From the records below, extract only the lines running from the line with "Query: green tree" to the line with "For each instance of the overcast", both lines included, reproducing them exactly.

· · · · · · ·

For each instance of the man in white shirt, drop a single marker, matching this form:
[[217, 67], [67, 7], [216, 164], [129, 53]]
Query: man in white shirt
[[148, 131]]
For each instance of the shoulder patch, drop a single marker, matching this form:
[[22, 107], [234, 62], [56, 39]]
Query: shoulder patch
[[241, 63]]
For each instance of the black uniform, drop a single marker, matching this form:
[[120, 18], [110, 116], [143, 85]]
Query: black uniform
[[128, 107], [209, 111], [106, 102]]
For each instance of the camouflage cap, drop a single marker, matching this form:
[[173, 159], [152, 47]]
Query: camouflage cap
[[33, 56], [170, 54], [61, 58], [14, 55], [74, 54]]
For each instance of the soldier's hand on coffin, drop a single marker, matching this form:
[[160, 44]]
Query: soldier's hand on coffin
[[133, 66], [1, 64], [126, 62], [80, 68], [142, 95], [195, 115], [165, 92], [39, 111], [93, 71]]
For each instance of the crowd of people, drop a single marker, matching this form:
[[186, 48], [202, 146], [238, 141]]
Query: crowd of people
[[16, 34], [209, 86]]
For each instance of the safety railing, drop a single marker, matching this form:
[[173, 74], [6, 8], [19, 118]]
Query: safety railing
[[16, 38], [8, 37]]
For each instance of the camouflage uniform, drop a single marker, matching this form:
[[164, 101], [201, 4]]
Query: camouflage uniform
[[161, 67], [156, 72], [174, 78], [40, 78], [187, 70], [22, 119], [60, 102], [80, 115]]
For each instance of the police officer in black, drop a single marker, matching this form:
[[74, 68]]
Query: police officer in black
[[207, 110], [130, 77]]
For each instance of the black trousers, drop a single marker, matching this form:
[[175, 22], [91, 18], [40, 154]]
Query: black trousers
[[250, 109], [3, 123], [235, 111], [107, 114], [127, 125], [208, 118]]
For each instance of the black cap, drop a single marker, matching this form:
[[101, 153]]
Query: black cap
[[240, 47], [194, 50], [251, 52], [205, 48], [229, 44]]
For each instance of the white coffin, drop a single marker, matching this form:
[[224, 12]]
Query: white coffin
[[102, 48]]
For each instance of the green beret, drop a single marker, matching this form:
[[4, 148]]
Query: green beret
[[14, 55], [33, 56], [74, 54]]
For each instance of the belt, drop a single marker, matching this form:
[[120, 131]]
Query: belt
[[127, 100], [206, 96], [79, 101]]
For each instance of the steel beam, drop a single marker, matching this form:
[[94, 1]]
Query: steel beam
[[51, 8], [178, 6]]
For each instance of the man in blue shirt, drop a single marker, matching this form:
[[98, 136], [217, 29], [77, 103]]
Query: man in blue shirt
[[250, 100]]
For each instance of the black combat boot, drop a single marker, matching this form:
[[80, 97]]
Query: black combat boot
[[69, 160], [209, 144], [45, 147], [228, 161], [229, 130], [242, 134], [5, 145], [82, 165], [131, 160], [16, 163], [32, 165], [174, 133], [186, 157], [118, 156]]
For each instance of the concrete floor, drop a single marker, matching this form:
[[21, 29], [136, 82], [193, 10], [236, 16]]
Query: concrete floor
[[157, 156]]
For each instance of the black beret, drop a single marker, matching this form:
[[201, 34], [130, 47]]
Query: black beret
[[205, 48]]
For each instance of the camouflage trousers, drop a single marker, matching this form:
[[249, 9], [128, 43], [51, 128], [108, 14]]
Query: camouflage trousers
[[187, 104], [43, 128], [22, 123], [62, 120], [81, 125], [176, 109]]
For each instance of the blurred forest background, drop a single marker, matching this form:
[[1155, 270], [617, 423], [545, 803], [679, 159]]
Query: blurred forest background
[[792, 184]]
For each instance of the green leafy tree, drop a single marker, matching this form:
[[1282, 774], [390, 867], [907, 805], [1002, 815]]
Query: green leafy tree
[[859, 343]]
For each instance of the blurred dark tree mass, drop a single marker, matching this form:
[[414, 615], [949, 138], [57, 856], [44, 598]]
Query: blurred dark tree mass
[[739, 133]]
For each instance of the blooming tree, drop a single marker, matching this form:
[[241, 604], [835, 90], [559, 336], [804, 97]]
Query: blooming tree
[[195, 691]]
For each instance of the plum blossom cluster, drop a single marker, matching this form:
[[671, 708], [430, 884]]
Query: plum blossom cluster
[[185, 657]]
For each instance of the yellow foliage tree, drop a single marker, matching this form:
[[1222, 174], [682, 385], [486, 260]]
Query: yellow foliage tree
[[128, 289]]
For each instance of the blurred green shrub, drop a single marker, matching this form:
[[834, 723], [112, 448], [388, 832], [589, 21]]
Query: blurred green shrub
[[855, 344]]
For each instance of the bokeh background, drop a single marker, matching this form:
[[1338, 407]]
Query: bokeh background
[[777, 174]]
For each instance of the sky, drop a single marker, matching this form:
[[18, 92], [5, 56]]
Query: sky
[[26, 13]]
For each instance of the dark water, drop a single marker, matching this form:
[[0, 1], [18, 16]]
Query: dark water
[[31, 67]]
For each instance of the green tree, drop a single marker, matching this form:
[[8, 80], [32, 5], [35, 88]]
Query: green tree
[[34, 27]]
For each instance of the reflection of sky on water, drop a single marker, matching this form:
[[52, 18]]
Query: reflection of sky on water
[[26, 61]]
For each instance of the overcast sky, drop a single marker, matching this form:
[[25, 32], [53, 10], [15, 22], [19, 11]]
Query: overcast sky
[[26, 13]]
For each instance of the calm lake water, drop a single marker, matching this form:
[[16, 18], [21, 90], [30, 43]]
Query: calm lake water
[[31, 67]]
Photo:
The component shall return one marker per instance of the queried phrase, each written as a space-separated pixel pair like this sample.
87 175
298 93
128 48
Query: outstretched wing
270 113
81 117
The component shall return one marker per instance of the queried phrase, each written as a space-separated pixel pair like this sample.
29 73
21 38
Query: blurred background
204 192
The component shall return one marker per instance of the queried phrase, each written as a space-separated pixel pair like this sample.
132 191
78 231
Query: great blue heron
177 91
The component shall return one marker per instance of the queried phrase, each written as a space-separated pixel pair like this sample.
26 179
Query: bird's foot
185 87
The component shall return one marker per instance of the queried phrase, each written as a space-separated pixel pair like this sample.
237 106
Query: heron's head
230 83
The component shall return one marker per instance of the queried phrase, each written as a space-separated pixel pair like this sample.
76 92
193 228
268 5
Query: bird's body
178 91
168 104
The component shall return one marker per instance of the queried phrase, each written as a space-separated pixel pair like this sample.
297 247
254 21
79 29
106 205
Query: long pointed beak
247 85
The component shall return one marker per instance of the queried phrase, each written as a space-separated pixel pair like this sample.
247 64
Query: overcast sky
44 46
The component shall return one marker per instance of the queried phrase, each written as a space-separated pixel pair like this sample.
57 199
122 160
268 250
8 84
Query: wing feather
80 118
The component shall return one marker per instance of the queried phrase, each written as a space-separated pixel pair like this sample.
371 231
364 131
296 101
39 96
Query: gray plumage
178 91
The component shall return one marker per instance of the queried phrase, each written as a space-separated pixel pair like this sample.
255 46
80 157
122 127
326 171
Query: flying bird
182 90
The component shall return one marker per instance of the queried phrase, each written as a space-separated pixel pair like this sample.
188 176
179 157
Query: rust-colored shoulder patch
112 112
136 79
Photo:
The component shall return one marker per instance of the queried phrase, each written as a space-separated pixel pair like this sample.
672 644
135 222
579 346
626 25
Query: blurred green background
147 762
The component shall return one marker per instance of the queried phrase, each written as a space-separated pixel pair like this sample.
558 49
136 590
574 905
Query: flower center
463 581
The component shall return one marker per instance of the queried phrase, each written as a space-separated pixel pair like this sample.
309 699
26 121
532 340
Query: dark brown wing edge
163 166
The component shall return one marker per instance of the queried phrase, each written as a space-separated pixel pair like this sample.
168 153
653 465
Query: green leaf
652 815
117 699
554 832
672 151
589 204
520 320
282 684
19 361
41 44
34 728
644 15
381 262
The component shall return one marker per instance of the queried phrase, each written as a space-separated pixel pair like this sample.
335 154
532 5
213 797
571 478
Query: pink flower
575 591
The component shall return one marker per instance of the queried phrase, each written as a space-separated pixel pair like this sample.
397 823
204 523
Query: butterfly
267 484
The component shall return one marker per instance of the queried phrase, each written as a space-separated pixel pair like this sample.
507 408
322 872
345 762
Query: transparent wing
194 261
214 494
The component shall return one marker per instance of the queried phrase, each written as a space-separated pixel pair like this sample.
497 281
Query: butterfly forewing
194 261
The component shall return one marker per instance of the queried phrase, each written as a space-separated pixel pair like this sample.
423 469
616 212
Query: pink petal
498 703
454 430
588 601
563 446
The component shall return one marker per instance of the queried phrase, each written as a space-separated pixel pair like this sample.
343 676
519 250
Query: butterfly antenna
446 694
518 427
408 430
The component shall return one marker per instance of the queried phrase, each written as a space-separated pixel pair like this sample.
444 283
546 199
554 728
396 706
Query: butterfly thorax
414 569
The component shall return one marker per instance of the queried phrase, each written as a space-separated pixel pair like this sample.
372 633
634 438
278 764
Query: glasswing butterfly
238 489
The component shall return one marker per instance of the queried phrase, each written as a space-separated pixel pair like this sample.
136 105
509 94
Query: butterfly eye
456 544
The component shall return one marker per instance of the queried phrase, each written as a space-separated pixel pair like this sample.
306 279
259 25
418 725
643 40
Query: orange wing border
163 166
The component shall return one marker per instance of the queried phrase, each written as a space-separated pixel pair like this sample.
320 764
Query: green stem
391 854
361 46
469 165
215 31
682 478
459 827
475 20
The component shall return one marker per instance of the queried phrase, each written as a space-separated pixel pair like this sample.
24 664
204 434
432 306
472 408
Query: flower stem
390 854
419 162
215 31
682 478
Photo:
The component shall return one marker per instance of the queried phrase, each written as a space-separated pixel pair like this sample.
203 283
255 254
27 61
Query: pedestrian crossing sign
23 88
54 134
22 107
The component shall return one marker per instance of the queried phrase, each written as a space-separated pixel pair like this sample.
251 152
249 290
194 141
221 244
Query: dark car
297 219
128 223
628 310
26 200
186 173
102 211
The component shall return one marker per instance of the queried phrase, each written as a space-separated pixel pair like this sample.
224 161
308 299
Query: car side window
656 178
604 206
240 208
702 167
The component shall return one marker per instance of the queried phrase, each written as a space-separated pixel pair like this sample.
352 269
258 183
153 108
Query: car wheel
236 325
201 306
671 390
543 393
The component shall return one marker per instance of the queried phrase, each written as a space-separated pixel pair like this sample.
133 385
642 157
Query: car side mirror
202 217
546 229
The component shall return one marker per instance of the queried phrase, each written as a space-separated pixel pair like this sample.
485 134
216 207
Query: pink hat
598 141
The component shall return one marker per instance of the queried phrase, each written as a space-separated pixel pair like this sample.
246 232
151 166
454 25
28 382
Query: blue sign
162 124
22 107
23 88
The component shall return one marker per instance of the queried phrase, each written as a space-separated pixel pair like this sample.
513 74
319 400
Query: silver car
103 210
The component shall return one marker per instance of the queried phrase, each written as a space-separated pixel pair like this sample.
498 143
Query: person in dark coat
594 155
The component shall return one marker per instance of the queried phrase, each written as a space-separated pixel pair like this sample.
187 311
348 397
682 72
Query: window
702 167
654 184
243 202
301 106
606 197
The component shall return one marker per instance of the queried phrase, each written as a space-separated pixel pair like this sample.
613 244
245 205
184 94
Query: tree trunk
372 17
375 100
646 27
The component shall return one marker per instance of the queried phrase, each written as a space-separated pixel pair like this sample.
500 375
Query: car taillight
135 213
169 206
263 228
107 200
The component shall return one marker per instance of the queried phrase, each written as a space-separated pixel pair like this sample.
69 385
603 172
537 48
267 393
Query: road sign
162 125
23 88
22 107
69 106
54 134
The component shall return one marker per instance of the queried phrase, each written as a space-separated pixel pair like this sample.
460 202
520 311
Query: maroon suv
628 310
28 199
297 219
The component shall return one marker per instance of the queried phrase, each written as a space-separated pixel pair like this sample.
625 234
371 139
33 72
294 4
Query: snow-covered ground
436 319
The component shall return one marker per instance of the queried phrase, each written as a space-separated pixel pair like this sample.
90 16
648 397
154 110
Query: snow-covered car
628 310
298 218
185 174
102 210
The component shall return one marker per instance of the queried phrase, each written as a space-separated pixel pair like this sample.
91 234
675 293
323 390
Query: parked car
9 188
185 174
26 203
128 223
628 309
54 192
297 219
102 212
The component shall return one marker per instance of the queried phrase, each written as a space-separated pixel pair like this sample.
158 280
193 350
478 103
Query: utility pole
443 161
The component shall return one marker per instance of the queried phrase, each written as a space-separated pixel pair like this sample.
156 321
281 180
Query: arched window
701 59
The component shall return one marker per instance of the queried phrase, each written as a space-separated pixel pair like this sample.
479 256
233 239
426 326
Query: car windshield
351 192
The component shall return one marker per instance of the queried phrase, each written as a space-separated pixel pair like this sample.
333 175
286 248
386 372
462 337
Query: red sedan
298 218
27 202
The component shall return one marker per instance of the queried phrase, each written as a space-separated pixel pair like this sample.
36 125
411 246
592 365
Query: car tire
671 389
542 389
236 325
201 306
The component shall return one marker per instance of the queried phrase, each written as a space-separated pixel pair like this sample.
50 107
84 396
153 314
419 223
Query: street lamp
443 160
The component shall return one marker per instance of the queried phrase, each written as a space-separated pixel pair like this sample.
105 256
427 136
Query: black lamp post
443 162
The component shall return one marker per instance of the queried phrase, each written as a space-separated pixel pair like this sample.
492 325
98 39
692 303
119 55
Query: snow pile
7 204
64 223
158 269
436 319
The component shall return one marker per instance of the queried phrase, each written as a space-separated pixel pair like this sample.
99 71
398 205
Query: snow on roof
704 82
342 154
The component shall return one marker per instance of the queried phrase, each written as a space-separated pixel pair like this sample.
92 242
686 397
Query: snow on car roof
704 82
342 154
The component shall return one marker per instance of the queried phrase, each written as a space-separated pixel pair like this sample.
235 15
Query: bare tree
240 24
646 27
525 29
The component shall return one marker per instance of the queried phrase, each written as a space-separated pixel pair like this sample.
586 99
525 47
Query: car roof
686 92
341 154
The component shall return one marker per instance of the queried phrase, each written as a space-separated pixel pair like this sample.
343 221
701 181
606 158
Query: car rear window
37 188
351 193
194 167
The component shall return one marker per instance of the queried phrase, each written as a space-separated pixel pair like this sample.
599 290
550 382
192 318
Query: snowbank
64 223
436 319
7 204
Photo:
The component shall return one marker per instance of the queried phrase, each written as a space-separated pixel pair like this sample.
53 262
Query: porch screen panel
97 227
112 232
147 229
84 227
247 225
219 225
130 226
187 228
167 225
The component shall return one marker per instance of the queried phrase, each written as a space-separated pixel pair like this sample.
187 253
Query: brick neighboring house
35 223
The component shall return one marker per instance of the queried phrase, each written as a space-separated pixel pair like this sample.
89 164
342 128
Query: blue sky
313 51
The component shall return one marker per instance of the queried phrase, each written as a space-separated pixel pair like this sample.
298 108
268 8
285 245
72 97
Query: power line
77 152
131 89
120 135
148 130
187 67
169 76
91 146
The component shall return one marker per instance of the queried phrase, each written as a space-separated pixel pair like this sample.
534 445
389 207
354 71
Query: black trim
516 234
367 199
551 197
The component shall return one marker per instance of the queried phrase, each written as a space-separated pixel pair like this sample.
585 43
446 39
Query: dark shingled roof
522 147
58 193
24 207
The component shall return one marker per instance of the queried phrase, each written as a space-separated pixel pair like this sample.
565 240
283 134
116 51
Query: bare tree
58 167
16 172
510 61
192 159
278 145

· · · · · · ·

▸ Result below
Query: green tree
[[34, 27]]
For each instance of the reflection of sky on water, drop a single marker, matching this form:
[[52, 18]]
Query: reflection of sky on water
[[26, 61]]
For each instance of the overcast sky, drop a single marker, matching this form:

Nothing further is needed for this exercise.